GOAL OF THE EXERCISE ▸
Pictures aside, return all of the records exactly as they stand.
═════ INFORMATION GIVEN ═════
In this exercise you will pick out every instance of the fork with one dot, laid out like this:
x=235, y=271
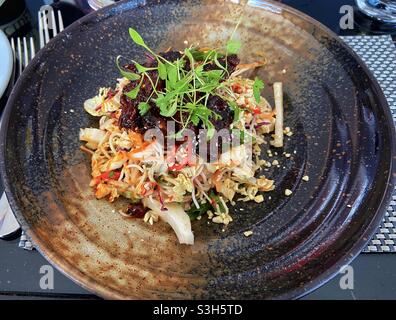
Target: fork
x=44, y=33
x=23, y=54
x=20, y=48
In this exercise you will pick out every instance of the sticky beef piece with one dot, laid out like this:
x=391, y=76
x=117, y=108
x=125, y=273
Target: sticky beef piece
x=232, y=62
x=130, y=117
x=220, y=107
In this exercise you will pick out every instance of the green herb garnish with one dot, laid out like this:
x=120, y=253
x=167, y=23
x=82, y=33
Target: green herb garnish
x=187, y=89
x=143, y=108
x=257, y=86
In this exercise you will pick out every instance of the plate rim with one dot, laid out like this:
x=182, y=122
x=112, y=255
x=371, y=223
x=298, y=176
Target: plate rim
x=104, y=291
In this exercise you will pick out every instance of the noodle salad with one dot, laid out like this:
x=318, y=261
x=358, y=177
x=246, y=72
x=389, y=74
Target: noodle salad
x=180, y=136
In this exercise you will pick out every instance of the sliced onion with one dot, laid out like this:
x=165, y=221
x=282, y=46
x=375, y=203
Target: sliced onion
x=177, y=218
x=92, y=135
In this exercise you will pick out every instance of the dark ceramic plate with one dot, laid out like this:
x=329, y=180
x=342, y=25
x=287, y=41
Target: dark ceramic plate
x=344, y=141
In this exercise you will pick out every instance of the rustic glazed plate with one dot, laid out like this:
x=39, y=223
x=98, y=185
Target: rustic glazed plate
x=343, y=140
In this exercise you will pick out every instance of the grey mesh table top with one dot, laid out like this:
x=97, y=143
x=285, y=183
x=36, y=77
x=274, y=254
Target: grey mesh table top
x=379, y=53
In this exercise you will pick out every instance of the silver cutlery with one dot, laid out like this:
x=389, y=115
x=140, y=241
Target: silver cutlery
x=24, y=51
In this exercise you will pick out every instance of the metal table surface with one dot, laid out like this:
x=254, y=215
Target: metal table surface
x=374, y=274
═════
ANSWER SPACE ▸
In this exercise you will pick out every instance of the fork with one dot, laid out like this:
x=235, y=271
Target: fork
x=44, y=33
x=23, y=54
x=20, y=48
In this exercise you will pick out every instance of the sticky beef piece with one dot, laid out like this:
x=391, y=76
x=117, y=108
x=125, y=273
Target: sticky beef piece
x=232, y=62
x=130, y=117
x=220, y=107
In this exercise you will pick out every instance of the green herb garnish with one dot, laid out like this:
x=120, y=253
x=167, y=23
x=82, y=33
Target: green herb garnish
x=187, y=89
x=143, y=108
x=257, y=86
In this exercise you will pick out every instance of the plate rim with one dot, laid out like this:
x=182, y=122
x=112, y=255
x=371, y=223
x=298, y=176
Target: plate rim
x=104, y=291
In this exercise you will pick out every instance of the noodle salad with one dot, laid out like this:
x=318, y=261
x=358, y=177
x=246, y=72
x=389, y=74
Target: noodle salad
x=180, y=136
In this exercise you will pick out every instance of the sliced onion with one dot, laid out like this:
x=165, y=221
x=282, y=46
x=375, y=203
Target: sliced onion
x=177, y=218
x=92, y=135
In this exercise you will pick out every instance of the dark ceramic plate with one dot, laid out like this:
x=329, y=180
x=342, y=25
x=287, y=41
Target: dark ceramic plate
x=344, y=141
In this exercise you will pick out every instance of the rustic glazed plate with one dot, laid out like this:
x=39, y=223
x=98, y=185
Target: rustic glazed plate
x=343, y=140
In this exercise you will pick out every instance of the grey mesh table top with one dot, laid out like this:
x=97, y=143
x=285, y=183
x=36, y=77
x=274, y=254
Target: grey mesh table top
x=379, y=53
In this exercise you will pick out every instance of the silver cutlery with one dot, laid out like this:
x=389, y=115
x=140, y=241
Target: silver cutlery
x=24, y=51
In this exercise you will pick out every instance of the metal table surface with one dot, laid out like this:
x=254, y=215
Target: metal table surface
x=374, y=274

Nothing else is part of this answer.